## TASK LIST
(a) List every country named in the text on rail network access.
(b) According to the text on rail network access, why did problems of allocating capacity and charging for network use rarely arise for many years?
(c) Translate this sentence from the text on rail network access into French: "More recently, vertical separation between infrastructure provision and train operation has become more common."

## BEGIN TEXT BLOCK

The problems of how to allocate capacity on the rail network among competing users, and how to charge for the use of the network, have assumed greater importance in recent times. For many years, such problems rarely if ever arose because most rail services were provided by vertically-integrated organisations that were responsible for providing both the rail network and the trains that ran on it. Where trains did run on other companies’ networks (for example, in the US and Canada), the commercial arrangements were often negotiated between the parties with relatively little regulatory control over tariffs or the terms and conditions of access.

More recently, vertical separation between infrastructure provision and train operation has become more common. This has occurred in two main situations. Some countries (including Australia, Sweden, and the UK) have voluntarily implemented vertical separation, usually as part of a more general restructuring of the rail industry, which often also involved some private sector participation. Vertical separation can facilitate competition in downstream markets, either competition within the market where different train operators compete directly with each other, or more usually, competition for the market, where different organisations bid for time-limited franchise contracts or similar rights to operate certain train services. Other countries have introduced vertical separation, in some cases somewhat reluctantly, in order to comply with European Union directives that aim to make it easier for rail services (especially freight services) to operate across national boundaries and to liberalise rail freight markets.

## END TEXT BLOCK
## BEGIN GIVEN DATA

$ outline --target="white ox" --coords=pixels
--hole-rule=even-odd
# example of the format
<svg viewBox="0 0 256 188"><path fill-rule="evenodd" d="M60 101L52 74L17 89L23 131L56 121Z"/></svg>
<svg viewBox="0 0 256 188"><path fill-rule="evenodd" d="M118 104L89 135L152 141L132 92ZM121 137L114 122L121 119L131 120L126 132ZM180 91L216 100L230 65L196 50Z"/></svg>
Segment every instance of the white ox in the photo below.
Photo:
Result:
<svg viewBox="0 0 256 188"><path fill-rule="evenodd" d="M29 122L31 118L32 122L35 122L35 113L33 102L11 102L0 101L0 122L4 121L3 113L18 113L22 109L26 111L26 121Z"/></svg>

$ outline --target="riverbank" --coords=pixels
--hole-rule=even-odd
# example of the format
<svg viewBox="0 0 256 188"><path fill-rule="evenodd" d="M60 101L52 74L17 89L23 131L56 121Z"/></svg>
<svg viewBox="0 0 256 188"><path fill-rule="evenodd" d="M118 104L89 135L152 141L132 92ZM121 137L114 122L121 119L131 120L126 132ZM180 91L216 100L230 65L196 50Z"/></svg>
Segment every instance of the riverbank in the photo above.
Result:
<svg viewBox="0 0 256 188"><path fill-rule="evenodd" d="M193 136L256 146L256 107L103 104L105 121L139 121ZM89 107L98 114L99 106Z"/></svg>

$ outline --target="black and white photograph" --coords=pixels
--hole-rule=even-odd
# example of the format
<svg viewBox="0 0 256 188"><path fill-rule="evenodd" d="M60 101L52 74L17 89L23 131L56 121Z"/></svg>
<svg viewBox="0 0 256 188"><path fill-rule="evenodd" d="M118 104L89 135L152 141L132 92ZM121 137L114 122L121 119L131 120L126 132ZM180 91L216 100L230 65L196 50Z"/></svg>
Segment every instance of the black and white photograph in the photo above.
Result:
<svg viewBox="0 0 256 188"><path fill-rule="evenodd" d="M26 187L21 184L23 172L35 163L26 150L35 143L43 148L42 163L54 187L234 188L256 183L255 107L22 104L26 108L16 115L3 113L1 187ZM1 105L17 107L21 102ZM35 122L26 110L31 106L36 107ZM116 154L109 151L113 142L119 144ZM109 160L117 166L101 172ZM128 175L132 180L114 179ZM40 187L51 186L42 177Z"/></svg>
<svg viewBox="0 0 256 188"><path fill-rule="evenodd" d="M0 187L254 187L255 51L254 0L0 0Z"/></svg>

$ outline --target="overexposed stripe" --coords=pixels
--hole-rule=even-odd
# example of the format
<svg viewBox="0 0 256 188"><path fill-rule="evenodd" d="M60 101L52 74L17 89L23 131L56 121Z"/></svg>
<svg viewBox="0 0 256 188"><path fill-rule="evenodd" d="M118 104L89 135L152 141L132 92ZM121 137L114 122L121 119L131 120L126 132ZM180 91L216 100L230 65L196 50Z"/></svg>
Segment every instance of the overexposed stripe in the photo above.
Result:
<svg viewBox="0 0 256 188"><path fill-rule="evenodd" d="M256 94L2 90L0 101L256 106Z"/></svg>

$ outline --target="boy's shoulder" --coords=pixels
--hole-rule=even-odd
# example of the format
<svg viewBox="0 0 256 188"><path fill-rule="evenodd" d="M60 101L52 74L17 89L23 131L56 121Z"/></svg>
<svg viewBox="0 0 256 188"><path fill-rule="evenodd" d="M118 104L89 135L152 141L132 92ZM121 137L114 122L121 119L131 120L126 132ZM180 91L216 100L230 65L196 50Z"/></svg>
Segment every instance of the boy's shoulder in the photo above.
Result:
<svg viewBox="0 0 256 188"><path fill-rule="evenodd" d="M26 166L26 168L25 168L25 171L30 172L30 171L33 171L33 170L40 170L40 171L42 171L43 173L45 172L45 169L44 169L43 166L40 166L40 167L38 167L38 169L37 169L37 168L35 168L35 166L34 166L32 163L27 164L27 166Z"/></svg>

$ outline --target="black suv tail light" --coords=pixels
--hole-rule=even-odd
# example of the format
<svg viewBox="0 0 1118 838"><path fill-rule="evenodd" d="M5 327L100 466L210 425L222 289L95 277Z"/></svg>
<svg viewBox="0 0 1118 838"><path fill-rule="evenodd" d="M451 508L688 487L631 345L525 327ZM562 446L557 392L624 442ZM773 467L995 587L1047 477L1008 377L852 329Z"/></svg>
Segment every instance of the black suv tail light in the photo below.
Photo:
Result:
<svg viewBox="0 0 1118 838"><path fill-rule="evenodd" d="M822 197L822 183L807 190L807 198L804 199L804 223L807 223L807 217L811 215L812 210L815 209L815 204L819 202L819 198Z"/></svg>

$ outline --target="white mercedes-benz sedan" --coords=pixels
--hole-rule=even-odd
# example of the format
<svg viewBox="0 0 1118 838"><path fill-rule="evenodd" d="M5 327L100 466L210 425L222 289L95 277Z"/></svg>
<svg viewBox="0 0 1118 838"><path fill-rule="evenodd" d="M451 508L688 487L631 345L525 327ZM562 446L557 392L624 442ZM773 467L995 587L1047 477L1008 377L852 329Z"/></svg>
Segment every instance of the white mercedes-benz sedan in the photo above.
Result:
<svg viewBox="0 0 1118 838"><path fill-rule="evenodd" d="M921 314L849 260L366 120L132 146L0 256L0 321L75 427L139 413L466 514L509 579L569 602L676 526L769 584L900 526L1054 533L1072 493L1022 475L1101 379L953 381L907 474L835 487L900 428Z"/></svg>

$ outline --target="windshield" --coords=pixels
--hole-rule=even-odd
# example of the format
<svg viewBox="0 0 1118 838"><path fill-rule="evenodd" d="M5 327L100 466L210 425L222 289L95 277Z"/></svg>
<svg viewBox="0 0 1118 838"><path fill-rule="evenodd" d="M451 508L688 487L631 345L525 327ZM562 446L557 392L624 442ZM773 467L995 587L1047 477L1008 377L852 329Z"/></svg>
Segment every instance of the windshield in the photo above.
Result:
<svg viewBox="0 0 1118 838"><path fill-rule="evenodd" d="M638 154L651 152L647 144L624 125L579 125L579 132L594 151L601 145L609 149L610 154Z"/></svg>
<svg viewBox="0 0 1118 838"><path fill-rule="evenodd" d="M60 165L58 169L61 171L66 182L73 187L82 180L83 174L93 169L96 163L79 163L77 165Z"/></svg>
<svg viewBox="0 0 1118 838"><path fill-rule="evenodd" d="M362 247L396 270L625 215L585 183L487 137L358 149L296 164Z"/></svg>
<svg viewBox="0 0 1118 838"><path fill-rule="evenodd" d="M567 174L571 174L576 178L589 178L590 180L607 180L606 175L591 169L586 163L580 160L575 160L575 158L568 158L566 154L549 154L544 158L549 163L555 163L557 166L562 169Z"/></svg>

## END GIVEN DATA

## ANSWERS TO EACH TASK
(a) US, Canada, Australia, Sweden, UK

(b) Most rail services were provided by vertically-integrated organisations that were responsible for both the rail network and the trains that ran on it.

(c) Plus récemment, la séparation verticale entre la fourniture de l'infrastructure et l'exploitation des trains est devenue plus courante.